## Data provided
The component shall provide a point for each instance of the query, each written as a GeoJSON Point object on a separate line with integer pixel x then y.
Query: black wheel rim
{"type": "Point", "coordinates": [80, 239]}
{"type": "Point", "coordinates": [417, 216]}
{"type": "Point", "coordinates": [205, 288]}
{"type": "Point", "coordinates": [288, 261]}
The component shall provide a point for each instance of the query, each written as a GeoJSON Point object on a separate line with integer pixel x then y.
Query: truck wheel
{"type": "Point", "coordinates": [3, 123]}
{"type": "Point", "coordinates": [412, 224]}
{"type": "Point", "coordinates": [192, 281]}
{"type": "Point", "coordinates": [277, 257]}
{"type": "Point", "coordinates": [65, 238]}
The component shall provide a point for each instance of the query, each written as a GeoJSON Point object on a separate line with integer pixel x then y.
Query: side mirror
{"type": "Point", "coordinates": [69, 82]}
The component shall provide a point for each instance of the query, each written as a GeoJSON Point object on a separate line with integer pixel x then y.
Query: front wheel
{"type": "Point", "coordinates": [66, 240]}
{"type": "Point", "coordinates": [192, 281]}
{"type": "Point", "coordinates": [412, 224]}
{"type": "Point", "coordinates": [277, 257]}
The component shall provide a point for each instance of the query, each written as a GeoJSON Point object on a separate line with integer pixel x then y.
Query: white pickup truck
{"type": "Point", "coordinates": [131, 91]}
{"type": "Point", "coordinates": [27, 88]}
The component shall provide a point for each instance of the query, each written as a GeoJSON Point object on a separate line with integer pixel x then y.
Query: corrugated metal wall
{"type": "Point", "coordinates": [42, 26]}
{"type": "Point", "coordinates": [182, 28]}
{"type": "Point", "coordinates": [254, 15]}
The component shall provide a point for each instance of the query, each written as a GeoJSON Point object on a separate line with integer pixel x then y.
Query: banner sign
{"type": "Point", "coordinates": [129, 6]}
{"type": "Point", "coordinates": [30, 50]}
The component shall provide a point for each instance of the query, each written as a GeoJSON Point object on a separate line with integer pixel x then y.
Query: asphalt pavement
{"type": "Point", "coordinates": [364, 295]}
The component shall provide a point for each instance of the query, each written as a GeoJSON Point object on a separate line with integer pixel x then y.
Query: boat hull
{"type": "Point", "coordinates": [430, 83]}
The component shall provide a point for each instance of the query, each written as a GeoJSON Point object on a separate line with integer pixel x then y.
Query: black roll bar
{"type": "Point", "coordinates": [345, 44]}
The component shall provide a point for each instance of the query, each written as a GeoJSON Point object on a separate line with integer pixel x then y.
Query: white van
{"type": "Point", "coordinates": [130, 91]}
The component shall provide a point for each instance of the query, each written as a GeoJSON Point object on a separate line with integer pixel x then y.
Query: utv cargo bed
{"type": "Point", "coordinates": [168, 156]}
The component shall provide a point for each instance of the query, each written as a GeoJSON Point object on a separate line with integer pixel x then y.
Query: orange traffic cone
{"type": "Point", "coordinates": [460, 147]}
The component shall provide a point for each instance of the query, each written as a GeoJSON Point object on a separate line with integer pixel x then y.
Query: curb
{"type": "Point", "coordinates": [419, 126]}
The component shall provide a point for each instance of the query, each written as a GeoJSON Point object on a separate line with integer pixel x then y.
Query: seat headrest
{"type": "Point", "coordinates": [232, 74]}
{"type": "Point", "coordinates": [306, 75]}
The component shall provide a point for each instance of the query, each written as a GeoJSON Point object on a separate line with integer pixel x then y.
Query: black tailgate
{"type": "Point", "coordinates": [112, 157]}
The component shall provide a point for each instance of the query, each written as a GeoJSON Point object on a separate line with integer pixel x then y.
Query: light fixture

## What is required
Write out the whole listing once more, exactly as it reads.

## Completed exercise
The component shall provide a point for each instance of the query, each written as a GeoJSON Point object on a separate line with integer pixel x then y.
Query: black wheel rim
{"type": "Point", "coordinates": [80, 239]}
{"type": "Point", "coordinates": [417, 216]}
{"type": "Point", "coordinates": [205, 288]}
{"type": "Point", "coordinates": [288, 261]}
The component shall provide a point for each instance of the query, each written as a GeoJSON Point object on a separate line with integer pixel x then y.
Query: truck wheel
{"type": "Point", "coordinates": [3, 123]}
{"type": "Point", "coordinates": [412, 224]}
{"type": "Point", "coordinates": [192, 281]}
{"type": "Point", "coordinates": [277, 257]}
{"type": "Point", "coordinates": [65, 238]}
The component shall provide a point for each instance of the query, each written as a GeoJSON Point object on a separate line with integer pixel x then y.
Query: side mirror
{"type": "Point", "coordinates": [69, 82]}
The component shall provide a point for each instance of the query, each written as a GeoJSON Point object on a separate line with integer pixel x then y.
Query: front wheel
{"type": "Point", "coordinates": [66, 240]}
{"type": "Point", "coordinates": [192, 281]}
{"type": "Point", "coordinates": [412, 224]}
{"type": "Point", "coordinates": [277, 257]}
The component shall provide a point for each instance of the query, each written as a GeoJSON Point object on a separate line with integer pixel x then y.
Query: white pickup truck
{"type": "Point", "coordinates": [131, 91]}
{"type": "Point", "coordinates": [27, 88]}
The component shall provide a point for each instance of the query, each written as a GeoJSON Point object on a separate line with integer pixel x then y.
Query: corrugated metal wall
{"type": "Point", "coordinates": [42, 26]}
{"type": "Point", "coordinates": [182, 28]}
{"type": "Point", "coordinates": [254, 15]}
The component shall provide a point for each instance of the query, each written as a GeoJSON Point object on a separate line with integer pixel x then y.
Query: banner sign
{"type": "Point", "coordinates": [129, 6]}
{"type": "Point", "coordinates": [30, 50]}
The component shall provide a point for each instance of the query, each written as a GeoJSON Point object on a separate line with integer pixel x then y.
Query: asphalt pavement
{"type": "Point", "coordinates": [364, 295]}
The component shall provide a point for each instance of the query, each written as a GeoJSON Point object on a separate line with integer pixel x then y.
Query: boat hull
{"type": "Point", "coordinates": [430, 83]}
The component shall provide a point for each instance of the query, each written as a GeoJSON Point object on a separate line with integer pixel x then y.
Query: black roll bar
{"type": "Point", "coordinates": [345, 44]}
The component shall provide a point for each instance of the query, each written as a GeoJSON Point object on a separate line with integer pixel x then y.
Query: white van
{"type": "Point", "coordinates": [130, 91]}
The component shall provide a point for each instance of the query, each written as a GeoJSON Point object on a separate line with integer pixel x then y.
Query: utv cargo bed
{"type": "Point", "coordinates": [168, 156]}
The component shall provide a point for each instance of the query, each written as a GeoJSON Point object on a separate line with integer pixel x then y.
Query: orange traffic cone
{"type": "Point", "coordinates": [460, 147]}
The component shall provide a point for each instance of the query, each written as a GeoJSON Point object on a separate line with integer pixel x then y.
Query: curb
{"type": "Point", "coordinates": [419, 126]}
The component shall provide a point for each instance of the query, each written as a GeoJSON Point object on a separate line with integer pixel x then y.
Query: seat headrest
{"type": "Point", "coordinates": [232, 74]}
{"type": "Point", "coordinates": [306, 75]}
The component shall provide a point for each instance of the query, each written as a GeoJSON Point object on a separate line with integer pixel x then y.
Query: black tailgate
{"type": "Point", "coordinates": [112, 157]}
The component shall provide a point for each instance of the query, each written as a GeoJSON Point object on a separate line with integer pixel x then y.
Query: light fixture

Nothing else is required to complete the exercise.